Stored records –

* * * *

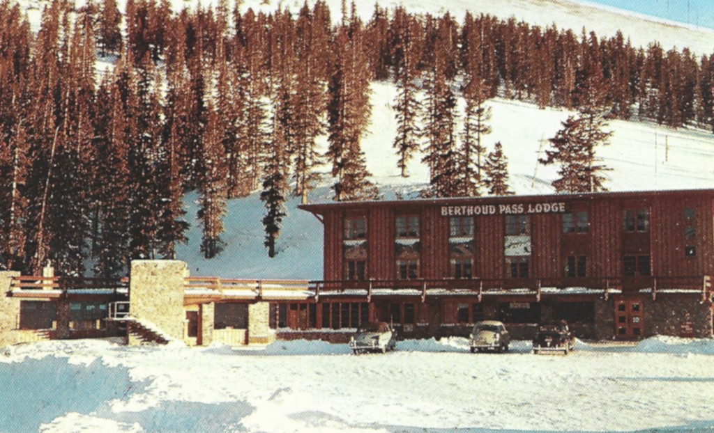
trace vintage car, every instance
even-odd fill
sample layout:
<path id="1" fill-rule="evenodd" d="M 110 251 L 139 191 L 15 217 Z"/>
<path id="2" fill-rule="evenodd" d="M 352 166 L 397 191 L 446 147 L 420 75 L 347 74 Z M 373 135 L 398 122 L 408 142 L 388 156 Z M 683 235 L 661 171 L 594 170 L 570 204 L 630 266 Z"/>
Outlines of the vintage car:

* * * *

JOB – Please output every line of the items above word for word, leaving out the pictures.

RIGHT ANSWER –
trace vintage car, every instance
even-odd fill
sample layout:
<path id="1" fill-rule="evenodd" d="M 110 251 L 139 191 L 15 217 Z"/>
<path id="2" fill-rule="evenodd" d="M 352 166 L 397 191 L 446 147 L 420 75 L 347 74 Z M 373 135 L 398 122 L 408 142 L 388 156 Z M 683 235 L 661 171 L 594 170 L 570 204 L 630 266 Z"/>
Outlines of the vintage car:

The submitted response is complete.